Object position labeling records:
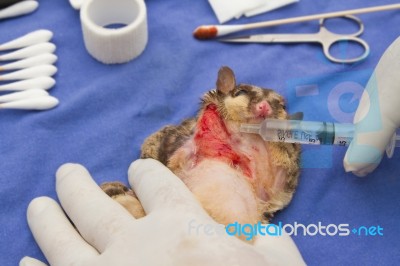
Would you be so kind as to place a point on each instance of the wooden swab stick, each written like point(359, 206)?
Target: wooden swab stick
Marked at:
point(212, 31)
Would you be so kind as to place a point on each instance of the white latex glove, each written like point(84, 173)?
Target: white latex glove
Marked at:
point(109, 235)
point(377, 116)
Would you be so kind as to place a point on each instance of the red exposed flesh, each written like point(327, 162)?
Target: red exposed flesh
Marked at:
point(213, 141)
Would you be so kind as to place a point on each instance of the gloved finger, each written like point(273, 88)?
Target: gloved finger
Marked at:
point(160, 189)
point(98, 218)
point(59, 241)
point(377, 116)
point(279, 250)
point(28, 261)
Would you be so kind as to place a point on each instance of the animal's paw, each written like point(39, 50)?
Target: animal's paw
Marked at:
point(124, 196)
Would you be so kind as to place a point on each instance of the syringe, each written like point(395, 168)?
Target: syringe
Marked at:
point(309, 132)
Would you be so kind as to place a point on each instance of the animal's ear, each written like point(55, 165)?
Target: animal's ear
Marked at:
point(226, 80)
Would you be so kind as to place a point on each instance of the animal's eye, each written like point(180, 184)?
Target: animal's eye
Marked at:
point(240, 92)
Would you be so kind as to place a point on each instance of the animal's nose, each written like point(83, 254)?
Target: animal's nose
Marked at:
point(263, 108)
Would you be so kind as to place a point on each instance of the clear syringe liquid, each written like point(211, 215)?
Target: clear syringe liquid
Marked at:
point(303, 132)
point(309, 132)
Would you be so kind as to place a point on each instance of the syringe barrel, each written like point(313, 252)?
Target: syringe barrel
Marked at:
point(306, 132)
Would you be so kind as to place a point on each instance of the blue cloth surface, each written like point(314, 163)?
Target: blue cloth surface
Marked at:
point(106, 111)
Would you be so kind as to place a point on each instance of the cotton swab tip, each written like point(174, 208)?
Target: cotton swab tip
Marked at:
point(37, 103)
point(205, 32)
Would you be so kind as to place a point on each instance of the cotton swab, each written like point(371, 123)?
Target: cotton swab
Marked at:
point(37, 103)
point(29, 51)
point(212, 31)
point(31, 72)
point(18, 9)
point(43, 83)
point(42, 59)
point(35, 37)
point(23, 95)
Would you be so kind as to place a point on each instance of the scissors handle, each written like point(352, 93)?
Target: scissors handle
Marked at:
point(329, 38)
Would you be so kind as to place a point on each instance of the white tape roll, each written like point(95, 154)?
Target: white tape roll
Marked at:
point(114, 45)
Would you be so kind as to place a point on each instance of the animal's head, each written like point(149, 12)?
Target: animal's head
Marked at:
point(244, 102)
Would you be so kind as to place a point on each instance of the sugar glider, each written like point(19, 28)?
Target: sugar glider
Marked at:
point(237, 177)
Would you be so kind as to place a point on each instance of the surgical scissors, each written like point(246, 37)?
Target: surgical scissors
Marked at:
point(325, 37)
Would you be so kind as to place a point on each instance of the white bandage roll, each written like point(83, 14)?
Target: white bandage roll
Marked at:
point(114, 45)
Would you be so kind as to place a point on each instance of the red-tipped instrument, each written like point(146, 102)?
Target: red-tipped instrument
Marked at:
point(213, 31)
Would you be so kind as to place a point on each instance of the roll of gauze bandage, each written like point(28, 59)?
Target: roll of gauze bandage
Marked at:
point(114, 45)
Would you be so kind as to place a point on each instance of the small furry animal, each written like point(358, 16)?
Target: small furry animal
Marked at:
point(237, 177)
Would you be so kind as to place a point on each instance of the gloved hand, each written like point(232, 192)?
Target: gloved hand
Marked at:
point(377, 116)
point(109, 235)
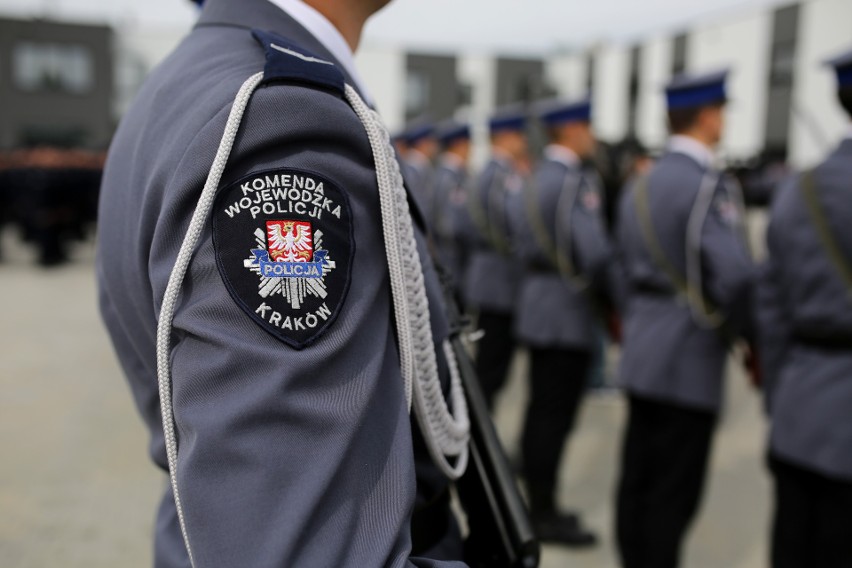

- [WHAT IS ASKED] Reproduce the records from the line with "like point(180, 184)?" to the line with "point(263, 108)", requests included, and shift every coordinate in the marked points up by 144. Keep the sample points inside the requests as they are.

- [EXERCISE RESULT]
Would you be so kind as to place a point on each instance of the animal's eye, each written like point(180, 184)?
Target: animal's eye
Marked at:
point(384, 236)
Would you be so kind as to place a point on each instance of the animal's nose, each written like point(83, 254)?
Target: animal's nose
Marked at:
point(407, 252)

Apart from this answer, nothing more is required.